[AUFGABE]:
Schreibe den Text über Otfried Laur und den Berliner Theaterclub im Anschluss an seinen letzten Satz weiter.

[VORGEGEBENER TEXT]:
>>>>>

Ein Urberliner, geboren 1942, Vater Kammermusiker, Großvater Trompeter der Philharmoniker. Nach der Realschule die Höhere Wirtschaftsschule Steglitz, danach Bankkaufmann der Berliner Disconto. Daneben unentwegt aktiv im Berliner Kulturleben; schon während der Schulzeit als sogenannter Vertrauensschüler der Initiative „Theater der Schulen“ (auch damals schon kümmerte man sich um den Publikumsnachwuchs). Otfried organisierte nicht nur den Kartenvertrieb für Schulen, sondern vereinbarte auch Schülervorstellungen etwa im Schiller Theater mit dem damaligen Intendanten Boleslaw Barlog. Später übernahm er den Kartenvertrieb für den Christlichen Gewerkschaftsbund in Berlin.

In der Bank freilich hielt es Laur nicht lange. 1967 gründete er mit Zustimmung seiner das Jahr zuvor geheirateten Jugendliebe Renate, die den Lebensunterhalt beim Postscheckamt verdienen musste, den Berliner Theaterclub e.V. Er wurde ein sensationelles Erfolgsmodell, erreichte in der Spitze bis zu 50.000 Mitglieder.

Auf Wunsch des Senats betreute O.L. auch Jugendgruppen, die während der Mauerzeit subventioniert nach Westberlin reisten, mit Theaterkarten. Der Superservice (mit aufwändiger Logistik) seinerzeit: Wenn die Gruppen in den zahlreichen, in der Stadt weit verstreuten Jugendgästehäusern anreisten, lag schon die Laur-Tüte mit den Tickets in der Unterkunft parat.

<<<<<

[DATENLISTE]:
>>>>>

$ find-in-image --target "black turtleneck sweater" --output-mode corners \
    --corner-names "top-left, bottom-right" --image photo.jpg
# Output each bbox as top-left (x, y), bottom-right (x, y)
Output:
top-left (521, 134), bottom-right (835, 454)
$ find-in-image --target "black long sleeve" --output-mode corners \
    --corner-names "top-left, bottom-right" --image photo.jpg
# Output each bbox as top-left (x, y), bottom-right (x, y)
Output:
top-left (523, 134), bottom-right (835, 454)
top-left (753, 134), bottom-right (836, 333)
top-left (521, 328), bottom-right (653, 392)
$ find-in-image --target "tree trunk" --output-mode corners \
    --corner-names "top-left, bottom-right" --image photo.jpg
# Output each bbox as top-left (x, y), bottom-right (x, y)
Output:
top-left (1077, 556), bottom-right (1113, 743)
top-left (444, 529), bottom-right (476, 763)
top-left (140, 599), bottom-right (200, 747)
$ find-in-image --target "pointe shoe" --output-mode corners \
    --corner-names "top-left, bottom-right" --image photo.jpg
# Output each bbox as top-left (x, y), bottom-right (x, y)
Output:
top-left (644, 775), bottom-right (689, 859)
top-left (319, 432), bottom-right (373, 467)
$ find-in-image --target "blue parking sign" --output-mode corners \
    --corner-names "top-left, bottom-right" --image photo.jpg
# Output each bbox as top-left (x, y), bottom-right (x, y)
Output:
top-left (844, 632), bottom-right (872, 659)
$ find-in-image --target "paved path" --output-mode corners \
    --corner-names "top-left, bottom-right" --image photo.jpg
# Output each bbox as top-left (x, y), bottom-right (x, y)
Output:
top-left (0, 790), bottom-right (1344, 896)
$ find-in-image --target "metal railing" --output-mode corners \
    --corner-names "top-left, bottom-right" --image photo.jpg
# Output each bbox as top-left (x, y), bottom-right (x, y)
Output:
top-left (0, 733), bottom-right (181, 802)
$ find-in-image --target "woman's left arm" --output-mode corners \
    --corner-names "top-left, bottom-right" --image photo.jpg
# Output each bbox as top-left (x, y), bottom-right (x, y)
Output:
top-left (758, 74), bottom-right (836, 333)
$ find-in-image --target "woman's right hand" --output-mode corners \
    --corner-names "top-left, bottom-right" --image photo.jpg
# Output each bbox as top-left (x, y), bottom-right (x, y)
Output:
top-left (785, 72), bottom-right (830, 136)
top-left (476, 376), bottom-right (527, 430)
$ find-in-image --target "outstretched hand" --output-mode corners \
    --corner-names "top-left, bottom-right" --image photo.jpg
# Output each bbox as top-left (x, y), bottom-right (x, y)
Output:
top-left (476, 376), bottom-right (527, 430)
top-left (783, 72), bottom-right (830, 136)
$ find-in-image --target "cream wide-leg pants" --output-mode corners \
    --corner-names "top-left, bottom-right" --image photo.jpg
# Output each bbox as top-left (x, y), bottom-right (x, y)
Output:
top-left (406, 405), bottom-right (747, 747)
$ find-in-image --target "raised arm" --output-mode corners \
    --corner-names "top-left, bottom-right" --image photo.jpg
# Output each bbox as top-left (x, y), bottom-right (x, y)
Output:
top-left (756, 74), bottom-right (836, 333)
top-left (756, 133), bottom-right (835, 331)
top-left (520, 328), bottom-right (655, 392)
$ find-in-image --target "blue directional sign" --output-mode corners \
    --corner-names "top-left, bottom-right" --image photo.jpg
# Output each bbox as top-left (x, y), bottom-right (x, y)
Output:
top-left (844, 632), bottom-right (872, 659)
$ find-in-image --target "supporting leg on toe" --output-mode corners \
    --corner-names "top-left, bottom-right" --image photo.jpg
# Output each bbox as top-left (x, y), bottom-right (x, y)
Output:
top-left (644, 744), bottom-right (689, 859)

<<<<<

[ERGEBNIS]:
Besonders heftig nachgefragt war das Musikkabarett „Insterburg & Co.“. Deshalb bat Ottfried Laur 1973 den Karl Dall um eine Zusammenarbeit – gleich im ersten Jahr wurden 23 Vorstellungen vereinbart – alle ausverkauft. Und: Die „Theater- und Konzertdirektion Otfried Laur“ war geboren. Sie wurde zu einem Markenzeichen und O.L. zur Kultfigur im populären Westberliner Veranstaltungswesen; jährlich waren es mehr als dreihundert Programme (einschließlich Tourneen) mit Klassik, Ballett, Folklore, Jazz, Schlager, Musicalshow, Operette oder Volksmusik. 2014 hat sich Laur aus dem Veranstaltungswesen verabschiedet; freilich nicht ohne zuvor für einen Nachfolger zu sorgen – wie auch zuvor, als es um die Fortführung des Theaterclubs durch eine verjüngte Leitung ging.

Nach dem Mauerfall erweiterte Laur den Wirkungskreis von Club und Agentur selbstverständlich ins Brandenburgische; auch kämpfte O.L. vehement gegen die Privatisierung des DDR-Operettenhauses Metropol Theater in der Friedrichstraße und engagierte sich für den Erhalt des historischen Standorts der beiden Theaterhäuser am Kurfürstendamm.

Am 1. Juli feierte der so bewundernswert emsige, großzügige, dabei äußerst geschäftstüchtige Kunst- und Künstlerfreund Otfried Laur seinen Achtzigsten bei einem Italiener am Pichelssee. Mit zünftiger Show (er kennt sie ja alle, die alten wie die neuen Stars und Sternchen) und mit ordentlich Feuerwerk. Klar, er lässt es krachen.